**TASK STATEMENT:** Please copy out each entry, word for word.

**GIVEN RECORDS:**
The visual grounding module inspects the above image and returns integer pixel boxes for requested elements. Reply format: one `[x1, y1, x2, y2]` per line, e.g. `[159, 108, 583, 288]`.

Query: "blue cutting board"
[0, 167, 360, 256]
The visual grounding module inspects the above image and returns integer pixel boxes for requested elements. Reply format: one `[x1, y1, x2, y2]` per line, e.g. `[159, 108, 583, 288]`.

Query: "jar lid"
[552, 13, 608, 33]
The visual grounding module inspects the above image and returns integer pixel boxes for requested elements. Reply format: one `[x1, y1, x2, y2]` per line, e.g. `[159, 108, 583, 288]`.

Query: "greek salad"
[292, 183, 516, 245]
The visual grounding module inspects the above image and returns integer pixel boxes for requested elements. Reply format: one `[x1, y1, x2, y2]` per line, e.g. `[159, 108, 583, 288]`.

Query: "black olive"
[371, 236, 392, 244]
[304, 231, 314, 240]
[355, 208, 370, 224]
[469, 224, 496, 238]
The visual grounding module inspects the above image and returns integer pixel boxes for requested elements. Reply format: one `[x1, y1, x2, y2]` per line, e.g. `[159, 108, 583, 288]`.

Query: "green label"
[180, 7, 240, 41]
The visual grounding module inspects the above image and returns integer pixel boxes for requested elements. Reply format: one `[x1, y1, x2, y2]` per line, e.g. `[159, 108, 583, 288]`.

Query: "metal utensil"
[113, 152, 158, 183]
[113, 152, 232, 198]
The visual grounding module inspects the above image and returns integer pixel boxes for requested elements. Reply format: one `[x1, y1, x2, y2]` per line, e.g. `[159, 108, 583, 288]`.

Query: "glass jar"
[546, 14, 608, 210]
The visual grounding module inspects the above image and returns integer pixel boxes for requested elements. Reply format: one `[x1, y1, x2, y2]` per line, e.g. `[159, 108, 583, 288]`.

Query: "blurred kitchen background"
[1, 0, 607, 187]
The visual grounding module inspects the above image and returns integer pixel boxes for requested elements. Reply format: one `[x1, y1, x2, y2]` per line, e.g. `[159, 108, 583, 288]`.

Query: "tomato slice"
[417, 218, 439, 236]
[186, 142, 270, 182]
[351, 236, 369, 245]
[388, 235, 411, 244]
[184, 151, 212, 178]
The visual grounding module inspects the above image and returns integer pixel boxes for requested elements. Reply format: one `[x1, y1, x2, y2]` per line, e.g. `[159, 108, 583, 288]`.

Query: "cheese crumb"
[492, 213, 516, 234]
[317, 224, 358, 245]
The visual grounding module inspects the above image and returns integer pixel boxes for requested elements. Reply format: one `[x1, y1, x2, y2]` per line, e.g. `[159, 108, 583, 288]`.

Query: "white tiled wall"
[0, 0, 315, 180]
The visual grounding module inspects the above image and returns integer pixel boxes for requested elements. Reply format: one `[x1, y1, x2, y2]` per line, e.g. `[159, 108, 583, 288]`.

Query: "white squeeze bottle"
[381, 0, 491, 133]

**ANSWER TO THE PROBLEM:**
The visual grounding module inspects the above image and returns integer pixel boxes for requested elements. Reply format: one `[x1, y1, x2, y2]` per line, e.g. `[159, 108, 583, 288]`.

Query: "blue cutting board"
[0, 167, 360, 256]
The visual grounding module inspects the above image and returns integer pixel boxes for requested elements. Reply format: one `[x1, y1, x2, y2]` per line, e.g. `[159, 108, 583, 288]`.

Query: "jar lid"
[552, 13, 608, 33]
The visual grounding module inspects the above image and returns integer pixel boxes for requested elements. Reply format: one `[x1, y1, x2, y2]` per line, e.g. `[159, 108, 583, 288]`.

Query: "greek salad"
[292, 183, 516, 245]
The visual grounding module inspects the above image and returns integer pixel boxes for requested elements. Reply format: one `[x1, y1, x2, y2]` per line, e.g. `[159, 108, 583, 288]`.

Query: "black olive"
[371, 236, 392, 244]
[304, 231, 314, 240]
[355, 208, 370, 224]
[469, 224, 496, 238]
The visual grounding module inspects the above image and returns integer pixel boxes for requested elements. Reply format: one `[x1, y1, x2, y2]` per line, e.g. `[159, 108, 583, 288]`.

Query: "green label"
[180, 7, 240, 41]
The visual grounding module inspects the above image and returns integer pixel boxes for requested elements. Reply format: one `[x1, y1, x2, y2]` per line, e.g. `[159, 108, 583, 288]`.

Query: "metal utensil"
[113, 152, 158, 183]
[113, 152, 232, 198]
The visual grounding module inspects the above image and returns integer pixel boxes for requested elements. Reply format: one `[x1, y1, x2, y2]` per line, e.g. `[159, 108, 583, 288]`.

Query: "glass jar"
[546, 14, 608, 210]
The visual grounding module inspects the above image and returns integer pixel boxes for requested elements. Reply format: one `[x1, y1, x2, y2]` per line, e.g. `[159, 108, 583, 288]`.

Query: "blurred kitchen background"
[1, 0, 607, 187]
The visual grounding module inspects the above image and returns integer pixel boxes for requested elements. Reply format: one `[x1, y1, x2, y2]` per line, e.g. `[159, 108, 583, 288]`.

Query: "tomato slice"
[417, 218, 439, 236]
[186, 142, 270, 182]
[351, 236, 369, 245]
[388, 235, 411, 244]
[184, 151, 212, 178]
The visual grounding module inspects the above image and returns integer pixel boxes for requested elements. Reply format: one `[x1, y1, x2, y2]` per line, e.g. `[159, 108, 583, 288]`.

Query: "cheese crumb"
[492, 213, 516, 234]
[317, 224, 358, 245]
The visual grounding module inspects the above image and returns integer pixel boxes for requested elements. Reply format: one `[x1, y1, x2, y2]` per line, e.g. `[159, 108, 583, 288]`.

Query: "white tiled wall"
[0, 0, 315, 180]
The visual grounding module inspects the above image and returns integer pixel boxes for requested elements. Reply format: one `[x1, y1, x2, y2]` per line, e.g. `[159, 108, 583, 288]`.

Query: "white squeeze bottle"
[381, 0, 491, 133]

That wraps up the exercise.